[Coordinate annotation records]
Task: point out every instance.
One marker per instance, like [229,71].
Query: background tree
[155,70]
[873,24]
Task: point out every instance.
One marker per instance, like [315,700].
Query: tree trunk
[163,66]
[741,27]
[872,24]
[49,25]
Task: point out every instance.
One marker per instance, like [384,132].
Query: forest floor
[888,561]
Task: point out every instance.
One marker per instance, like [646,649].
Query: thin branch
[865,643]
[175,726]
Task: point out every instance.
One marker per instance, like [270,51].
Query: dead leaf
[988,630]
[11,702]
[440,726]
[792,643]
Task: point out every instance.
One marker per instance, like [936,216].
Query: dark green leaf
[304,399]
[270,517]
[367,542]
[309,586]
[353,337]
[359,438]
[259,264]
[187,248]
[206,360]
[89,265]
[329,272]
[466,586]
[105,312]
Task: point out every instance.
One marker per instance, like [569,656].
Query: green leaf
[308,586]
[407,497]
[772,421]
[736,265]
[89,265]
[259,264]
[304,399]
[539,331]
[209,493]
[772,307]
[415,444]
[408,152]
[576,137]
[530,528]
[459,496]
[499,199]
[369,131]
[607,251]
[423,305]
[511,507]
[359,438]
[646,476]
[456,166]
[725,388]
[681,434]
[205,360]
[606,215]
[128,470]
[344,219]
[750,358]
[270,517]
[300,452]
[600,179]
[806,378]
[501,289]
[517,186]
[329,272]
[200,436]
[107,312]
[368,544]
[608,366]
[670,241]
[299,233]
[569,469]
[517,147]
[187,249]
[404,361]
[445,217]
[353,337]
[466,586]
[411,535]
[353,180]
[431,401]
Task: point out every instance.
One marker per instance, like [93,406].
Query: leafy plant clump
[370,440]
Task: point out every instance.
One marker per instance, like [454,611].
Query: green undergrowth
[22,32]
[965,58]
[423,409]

Exercise description:
Show every line in the records above that contains the string "tree", matching case exactly.

Solution to the exercise:
Query: background tree
Query: tree trunk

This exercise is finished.